(Text under study)
A moment of vulnerability taken from me so quickly….

So……

Love starting my blog with so…makes you think…oh no…what is she going to say now????  What can possibly come out of her mouth that hasn’t already??

An old acquaintance of mine called me a month ago and said she got wind of my blog and fully supported me…love those calls…validating you know…makes all this worthwhile…

She suggested I help support the children’s advocacy center.  So I went  to the center and had the full tour.  All I can say is…Impressive!  They had grown by leaps and bounds because of large donations.  That’s good.  And bad.  At the same time.  Great that they had funds to expand their facilities by tens of thousands of feet.  Sad that there is such a need to do so.  I remember when the preschool my kids went to hired off duty police officers.  Is this a good thing or a bad thing?  Always good to have extra protection but the sheer fact that we actually needed it?  That is what scares me.  We need more square footage to help the endless abuse cases that constantly flow into Dallas.

So I was given a personal tour.  At the end of the tour, I was challenged.  What could I do to make a difference.  Hmmmm….This place is amazing.  Full of forensic investigators and all kinds of therapy.  I’m not trained to help these children.  I’m a victim myself.  Oh….how I want to help.
(End Text under study)
(Supplied material)
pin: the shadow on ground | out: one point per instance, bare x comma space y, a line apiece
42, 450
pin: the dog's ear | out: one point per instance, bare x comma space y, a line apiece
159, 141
(End Supplied material)
Exercise instructions:
A – List every sentence in the blog post that ends with one or more question marks.
B – Copy word for word the part of the blog post between "So I was given" and "want to help.", inclusive.

Outputs in order:
A –
- Love starting my blog with so…makes you think…oh no…what is she going to say now????
- What can possibly come out of her mouth that hasn’t already??
- Is this a good thing or a bad thing?
- Always good to have extra protection but the sheer fact that we actually needed it?

B –
So I was given a personal tour.  At the end of the tour, I was challenged.  What could I do to make a difference.  Hmmmm….This place is amazing.  Full of forensic investigators and all kinds of therapy.  I’m not trained to help these children.  I’m a victim myself.  Oh….how I want to help.